■ 作業指示:
[1] 結果発表の文から、「今回、全体的にレベルが底上げされたように思いました。」から下の「朝チュンでの描写もラブシーンには数えませんので、気を付けてください。」までを一字も変えずに書き写すこと。
[2] 結果発表の文の「◆受賞作品◆」に並ぶ賞の名前を、「該当者なし」のものも含めてすべて挙げること。
[3] 結果発表の文によると、期待賞の2作品はいつ、どこに掲載されるか。

■ 抜粋文:
------

結果発表

第9回小説ショコラ新人賞にご応募いただき誠にありがとうございました。
厳正なる審査の結果、期待賞二名、キラリ賞一名を選出いたしました。
期待賞を受賞しました2作品を10月上旬にショコラ公式HP上に掲載いたしますので、
ぜひ今後の参考にしてください。
次回も入賞者がでることを期待しております。奮ってご応募ください!


◆受賞作品◆
【大賞】
該当者なし

【佳作】
該当者なし

【奨励賞】
該当者なし

【期待賞】
「春より早く」 間 凛子
「はじまりは恋→奴隷でした」 紀里雨 紗

【キラリ賞】
「甘くとろける恋の罠」 アズ


◆書評◆



総評



今回、全体的にレベルが底上げされたように思いました。
設定としては現代もの、特に学生を主人公にした作品が多く寄せられました。
現代ものに限りませんが、似たような設定が集まる中ではキャラ・ストーリーなど、
恋愛模様への萌えをいかに落とし込めるかが評価の分かれ目となります。
その中で、改めて感じたのがラブシーンに対する情熱のなさです。

弊社刊行作品からも分かるかと思いますが、ラブシーンは必須となります。
恋愛をしていれば構わないという考えからか、
ページに余裕があってもラブシーンが0回という作品もありますが、最低1回は入れましょう。
朝チュンでの描写もラブシーンには数えませんので、気を付けてください。
もちろん意味のないラブシーンは不要です。
ここぞというところで入れてください。
時折、流れ作業・テンプレ化してしまったようなケースも見受けられますが、
どんなに完成度の高い作品でも、ラブシーンが楽しくなければ
一気に盛り下がってしまいますので、気を抜かないようにしてください。

ラブシーンは喘ぎ声の表現1つで印象が変わります。
色気のなさを評価用紙で指摘された方は、
たくさんの作品を読んで知識量を増やすことから始めてみてください。
そして自身が色気を感じた表現・構成を参考に自作品を執筆しましょう。

------

■ 提示データ:
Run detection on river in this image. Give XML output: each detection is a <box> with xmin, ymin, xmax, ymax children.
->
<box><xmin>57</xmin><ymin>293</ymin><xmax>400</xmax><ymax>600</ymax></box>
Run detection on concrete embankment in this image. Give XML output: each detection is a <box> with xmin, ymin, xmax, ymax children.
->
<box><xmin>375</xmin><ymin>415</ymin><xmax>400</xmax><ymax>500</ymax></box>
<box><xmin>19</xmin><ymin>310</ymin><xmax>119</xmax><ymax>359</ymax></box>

------

■ 作業結果:
[1]
今回、全体的にレベルが底上げされたように思いました。
設定としては現代もの、特に学生を主人公にした作品が多く寄せられました。
現代ものに限りませんが、似たような設定が集まる中ではキャラ・ストーリーなど、
恋愛模様への萌えをいかに落とし込めるかが評価の分かれ目となります。
その中で、改めて感じたのがラブシーンに対する情熱のなさです。

弊社刊行作品からも分かるかと思いますが、ラブシーンは必須となります。
恋愛をしていれば構わないという考えからか、
ページに余裕があってもラブシーンが0回という作品もありますが、最低1回は入れましょう。
朝チュンでの描写もラブシーンには数えませんので、気を付けてください。

[2] 大賞、佳作、奨励賞、期待賞、キラリ賞

[3] 10月上旬に、ショコラ公式HP上に掲載される。